══ Provided records

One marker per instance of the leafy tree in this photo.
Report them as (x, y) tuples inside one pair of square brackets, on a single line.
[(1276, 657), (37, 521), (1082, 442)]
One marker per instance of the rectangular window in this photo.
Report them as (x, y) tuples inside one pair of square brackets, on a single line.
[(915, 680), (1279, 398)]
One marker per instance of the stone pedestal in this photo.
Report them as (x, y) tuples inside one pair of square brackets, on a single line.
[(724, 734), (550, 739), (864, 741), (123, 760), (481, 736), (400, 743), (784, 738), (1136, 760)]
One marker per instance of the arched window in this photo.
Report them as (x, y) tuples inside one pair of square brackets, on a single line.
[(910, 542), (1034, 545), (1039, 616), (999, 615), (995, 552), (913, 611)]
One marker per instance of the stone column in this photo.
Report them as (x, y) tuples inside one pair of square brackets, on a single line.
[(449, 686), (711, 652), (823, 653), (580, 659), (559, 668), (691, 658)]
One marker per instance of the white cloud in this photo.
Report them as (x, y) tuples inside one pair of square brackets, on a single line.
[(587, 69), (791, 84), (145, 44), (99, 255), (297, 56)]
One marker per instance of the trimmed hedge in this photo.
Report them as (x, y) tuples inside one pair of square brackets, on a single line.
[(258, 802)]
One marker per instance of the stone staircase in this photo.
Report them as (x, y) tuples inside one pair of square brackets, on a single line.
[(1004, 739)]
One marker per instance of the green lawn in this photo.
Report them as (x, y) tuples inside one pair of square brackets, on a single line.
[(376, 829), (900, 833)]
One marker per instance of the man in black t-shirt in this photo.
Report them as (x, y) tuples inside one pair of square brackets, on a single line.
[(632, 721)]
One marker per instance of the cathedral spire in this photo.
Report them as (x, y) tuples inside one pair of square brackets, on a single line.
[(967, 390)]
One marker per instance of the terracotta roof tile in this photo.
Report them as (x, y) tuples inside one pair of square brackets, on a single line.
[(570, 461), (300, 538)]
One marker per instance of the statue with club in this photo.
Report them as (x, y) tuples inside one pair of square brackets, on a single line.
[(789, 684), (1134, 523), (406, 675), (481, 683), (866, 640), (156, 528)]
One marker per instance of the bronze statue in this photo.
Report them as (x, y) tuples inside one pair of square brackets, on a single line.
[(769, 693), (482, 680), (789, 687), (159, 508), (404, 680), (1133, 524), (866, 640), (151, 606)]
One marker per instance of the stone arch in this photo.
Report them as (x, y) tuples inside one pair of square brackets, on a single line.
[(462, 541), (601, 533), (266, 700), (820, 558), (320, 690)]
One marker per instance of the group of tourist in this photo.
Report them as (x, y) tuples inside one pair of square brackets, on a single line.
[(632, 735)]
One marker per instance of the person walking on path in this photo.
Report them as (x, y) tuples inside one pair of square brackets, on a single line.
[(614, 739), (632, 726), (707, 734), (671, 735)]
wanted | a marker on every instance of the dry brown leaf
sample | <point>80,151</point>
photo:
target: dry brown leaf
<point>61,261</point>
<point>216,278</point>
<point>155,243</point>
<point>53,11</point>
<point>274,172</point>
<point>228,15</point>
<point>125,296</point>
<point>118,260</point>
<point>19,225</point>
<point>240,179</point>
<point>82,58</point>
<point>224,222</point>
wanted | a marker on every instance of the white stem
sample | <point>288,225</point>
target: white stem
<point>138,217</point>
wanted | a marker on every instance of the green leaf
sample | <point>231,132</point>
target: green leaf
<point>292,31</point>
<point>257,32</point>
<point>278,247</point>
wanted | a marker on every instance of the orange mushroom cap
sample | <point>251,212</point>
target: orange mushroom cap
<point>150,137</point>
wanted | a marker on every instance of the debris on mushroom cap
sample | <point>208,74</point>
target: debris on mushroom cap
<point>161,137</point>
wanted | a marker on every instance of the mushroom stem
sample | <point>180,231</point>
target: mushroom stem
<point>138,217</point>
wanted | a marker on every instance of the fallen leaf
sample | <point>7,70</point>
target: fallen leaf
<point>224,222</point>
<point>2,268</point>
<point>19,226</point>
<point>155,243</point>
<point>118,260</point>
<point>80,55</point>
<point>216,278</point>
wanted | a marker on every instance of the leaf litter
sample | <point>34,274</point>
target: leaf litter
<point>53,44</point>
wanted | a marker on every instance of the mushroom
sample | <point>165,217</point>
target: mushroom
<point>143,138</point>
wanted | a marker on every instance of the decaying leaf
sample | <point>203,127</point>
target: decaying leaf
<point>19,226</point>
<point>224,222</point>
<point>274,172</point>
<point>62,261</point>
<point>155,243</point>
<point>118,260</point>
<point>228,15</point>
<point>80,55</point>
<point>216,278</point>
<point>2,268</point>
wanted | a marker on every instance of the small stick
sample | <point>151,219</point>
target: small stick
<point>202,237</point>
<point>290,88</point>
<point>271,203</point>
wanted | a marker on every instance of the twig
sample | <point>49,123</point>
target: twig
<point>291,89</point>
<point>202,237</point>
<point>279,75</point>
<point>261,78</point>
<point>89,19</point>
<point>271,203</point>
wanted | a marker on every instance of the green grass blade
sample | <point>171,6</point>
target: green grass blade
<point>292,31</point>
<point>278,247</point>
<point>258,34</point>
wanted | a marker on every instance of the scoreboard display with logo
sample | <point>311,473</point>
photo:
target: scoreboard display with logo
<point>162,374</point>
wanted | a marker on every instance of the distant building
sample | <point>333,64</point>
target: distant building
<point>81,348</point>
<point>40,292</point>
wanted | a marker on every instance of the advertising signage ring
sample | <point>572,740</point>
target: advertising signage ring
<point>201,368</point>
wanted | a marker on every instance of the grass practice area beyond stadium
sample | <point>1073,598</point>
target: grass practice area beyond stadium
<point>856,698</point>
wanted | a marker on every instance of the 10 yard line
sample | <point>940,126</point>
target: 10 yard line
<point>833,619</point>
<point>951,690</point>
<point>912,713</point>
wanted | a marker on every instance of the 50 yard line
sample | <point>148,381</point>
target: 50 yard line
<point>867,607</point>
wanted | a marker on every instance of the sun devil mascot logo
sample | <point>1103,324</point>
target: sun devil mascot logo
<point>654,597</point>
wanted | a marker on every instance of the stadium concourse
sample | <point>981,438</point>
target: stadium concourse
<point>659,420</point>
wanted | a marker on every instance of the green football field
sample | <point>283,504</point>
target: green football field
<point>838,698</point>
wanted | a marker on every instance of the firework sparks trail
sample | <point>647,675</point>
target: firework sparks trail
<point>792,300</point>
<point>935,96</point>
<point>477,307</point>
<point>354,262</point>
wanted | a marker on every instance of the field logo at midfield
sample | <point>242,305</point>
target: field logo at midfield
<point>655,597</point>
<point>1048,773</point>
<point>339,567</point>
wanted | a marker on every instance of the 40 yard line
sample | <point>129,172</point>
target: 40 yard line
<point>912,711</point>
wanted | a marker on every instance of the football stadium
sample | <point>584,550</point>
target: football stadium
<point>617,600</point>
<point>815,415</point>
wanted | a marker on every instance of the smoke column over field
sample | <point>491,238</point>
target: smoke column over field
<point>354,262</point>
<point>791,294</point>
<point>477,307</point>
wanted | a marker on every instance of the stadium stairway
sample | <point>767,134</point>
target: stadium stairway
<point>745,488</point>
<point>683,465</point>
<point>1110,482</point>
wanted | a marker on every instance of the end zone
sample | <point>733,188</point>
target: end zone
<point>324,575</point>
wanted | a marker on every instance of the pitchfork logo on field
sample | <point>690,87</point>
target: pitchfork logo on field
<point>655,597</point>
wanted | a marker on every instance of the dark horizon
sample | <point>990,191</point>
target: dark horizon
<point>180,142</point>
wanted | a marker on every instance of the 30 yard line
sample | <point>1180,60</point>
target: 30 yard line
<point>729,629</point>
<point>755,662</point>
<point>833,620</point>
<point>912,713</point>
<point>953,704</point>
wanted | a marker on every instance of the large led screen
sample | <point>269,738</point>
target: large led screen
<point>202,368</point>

════

**Work required**
Repeat verbatim the line holding "wanted | a marker on every instance of the end" and all lines after it, up to the end of the material.

**Task response**
wanted | a marker on every instance of the end zone
sample | <point>733,188</point>
target: end zone
<point>324,575</point>
wanted | a marker on every instance of the pitchfork logo on field
sample | <point>690,87</point>
target: pitchfork logo on field
<point>655,597</point>
wanted | a marker on every instance of the dark horizon
sample | <point>990,191</point>
target: dark horizon
<point>180,142</point>
wanted | a marker on every instance of the 30 yard line
sample | <point>1180,60</point>
target: 30 yard line
<point>729,629</point>
<point>755,662</point>
<point>833,620</point>
<point>912,713</point>
<point>953,704</point>
wanted | a marker on every instance of the large led screen
sample | <point>269,738</point>
target: large led screen
<point>202,368</point>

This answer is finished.